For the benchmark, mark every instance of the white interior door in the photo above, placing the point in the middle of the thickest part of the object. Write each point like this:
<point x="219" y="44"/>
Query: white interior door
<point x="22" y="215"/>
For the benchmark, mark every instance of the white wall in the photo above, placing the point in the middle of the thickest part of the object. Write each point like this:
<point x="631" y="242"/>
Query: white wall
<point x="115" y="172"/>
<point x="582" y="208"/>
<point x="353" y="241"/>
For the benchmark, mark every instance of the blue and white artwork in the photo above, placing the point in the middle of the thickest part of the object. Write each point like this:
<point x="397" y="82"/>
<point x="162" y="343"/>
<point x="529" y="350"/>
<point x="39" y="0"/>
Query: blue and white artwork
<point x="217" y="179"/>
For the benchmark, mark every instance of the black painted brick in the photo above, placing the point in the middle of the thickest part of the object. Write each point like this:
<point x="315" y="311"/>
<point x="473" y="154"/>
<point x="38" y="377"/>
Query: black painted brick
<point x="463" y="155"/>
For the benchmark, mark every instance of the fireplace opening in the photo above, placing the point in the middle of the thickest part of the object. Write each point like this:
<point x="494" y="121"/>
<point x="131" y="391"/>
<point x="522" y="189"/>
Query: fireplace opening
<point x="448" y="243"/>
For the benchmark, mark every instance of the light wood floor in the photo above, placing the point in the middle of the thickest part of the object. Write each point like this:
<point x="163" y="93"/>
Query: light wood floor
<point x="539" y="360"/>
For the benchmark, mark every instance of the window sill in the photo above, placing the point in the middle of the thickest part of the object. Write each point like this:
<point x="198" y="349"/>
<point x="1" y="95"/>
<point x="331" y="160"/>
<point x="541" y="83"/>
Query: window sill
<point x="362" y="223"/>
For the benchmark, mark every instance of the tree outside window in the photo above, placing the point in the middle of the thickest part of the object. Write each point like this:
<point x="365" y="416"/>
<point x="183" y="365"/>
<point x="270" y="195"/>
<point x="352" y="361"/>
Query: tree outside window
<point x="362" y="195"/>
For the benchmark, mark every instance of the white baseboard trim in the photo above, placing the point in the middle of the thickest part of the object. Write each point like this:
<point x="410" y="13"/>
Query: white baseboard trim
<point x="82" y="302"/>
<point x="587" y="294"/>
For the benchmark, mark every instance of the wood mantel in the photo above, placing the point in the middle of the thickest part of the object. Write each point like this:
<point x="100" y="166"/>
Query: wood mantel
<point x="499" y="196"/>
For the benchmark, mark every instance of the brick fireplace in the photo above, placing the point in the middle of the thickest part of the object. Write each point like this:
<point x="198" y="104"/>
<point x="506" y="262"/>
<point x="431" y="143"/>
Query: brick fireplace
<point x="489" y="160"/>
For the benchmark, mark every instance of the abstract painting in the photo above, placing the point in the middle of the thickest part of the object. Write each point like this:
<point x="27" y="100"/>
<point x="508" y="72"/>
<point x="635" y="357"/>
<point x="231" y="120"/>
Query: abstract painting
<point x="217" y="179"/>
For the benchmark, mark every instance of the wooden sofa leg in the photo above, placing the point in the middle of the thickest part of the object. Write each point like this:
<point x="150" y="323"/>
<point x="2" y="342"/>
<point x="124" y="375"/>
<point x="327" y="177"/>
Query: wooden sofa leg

Aim of the task: Repeat each entry word for word.

Solution below:
For the benchmark, mark every instance of the white interior door in the photo above, placing the point in the middle of the thickest part of the object. Write each point like this:
<point x="219" y="44"/>
Query: white interior door
<point x="22" y="215"/>
For the benchmark, mark every instance of the white wall in the photo above, placing the point in the middle of the thickest part of the object. Write each point like this:
<point x="631" y="242"/>
Query: white wall
<point x="115" y="172"/>
<point x="582" y="208"/>
<point x="353" y="241"/>
For the benchmark, mark every instance of the blue and white artwork in the photo above, placing the point in the middle of the thickest part of the object. Write each point like this:
<point x="397" y="82"/>
<point x="162" y="343"/>
<point x="529" y="350"/>
<point x="39" y="0"/>
Query: blue and white artwork
<point x="217" y="179"/>
For the benchmark, mark every instance of the black painted brick in the photo above, placing the point in the middle of the thickest part of the object. Write each point like this:
<point x="315" y="311"/>
<point x="473" y="154"/>
<point x="38" y="377"/>
Query: black painted brick
<point x="463" y="155"/>
For the benchmark, mark every instance of the fireplace opening in the photo above, placing the point in the middle of the thickest part of the object. Write each point like this:
<point x="494" y="121"/>
<point x="131" y="391"/>
<point x="522" y="189"/>
Query: fireplace opening
<point x="448" y="243"/>
For the benchmark, mark every instance of the light wood floor in the photo above, placing the point in the middle of the thickest part of the object. Write each point like this:
<point x="163" y="93"/>
Query: light wood floor
<point x="539" y="360"/>
For the benchmark, mark every instance of the window sill in the photo above, placing the point in the middle of the thickest part of the object. Write each point like this:
<point x="198" y="349"/>
<point x="1" y="95"/>
<point x="331" y="160"/>
<point x="541" y="83"/>
Query: window sill
<point x="362" y="223"/>
For the benchmark, mark every instance of the tree outside window in the photo above, placing the point in the middle of the thickest part of the object. Write each point like this:
<point x="365" y="416"/>
<point x="183" y="365"/>
<point x="270" y="195"/>
<point x="352" y="361"/>
Query: tree outside window
<point x="362" y="195"/>
For the benchmark, mark every instance of the white baseboard trim in the photo above, placing the point in the middle of the thickest part of the object. Write each point like this:
<point x="410" y="13"/>
Query: white baseboard trim
<point x="82" y="302"/>
<point x="587" y="294"/>
For the benchmark, mark every instance of the wood mantel in the photo above, placing the point in the middle of the thickest part of the object. Write each point like this:
<point x="100" y="166"/>
Query: wood mantel
<point x="499" y="196"/>
For the benchmark, mark every instance of the brick fireplace in the photo above, placing the point in the middle of the thickest part of the object. Write each point like this:
<point x="198" y="104"/>
<point x="506" y="262"/>
<point x="431" y="143"/>
Query: brick fireplace
<point x="489" y="160"/>
For the benchmark, mark every instance of the abstract painting in the photo above, placing the point in the middle of the thickest part of the object. Write each point like this:
<point x="27" y="100"/>
<point x="508" y="72"/>
<point x="635" y="357"/>
<point x="231" y="120"/>
Query: abstract painting
<point x="217" y="179"/>
For the benchmark, mark every instance of the wooden sofa leg in the photo above, placing the point in the middle of the thickest part of the object. Write each point like this:
<point x="150" y="323"/>
<point x="2" y="342"/>
<point x="124" y="375"/>
<point x="327" y="177"/>
Query: wooden sofa leg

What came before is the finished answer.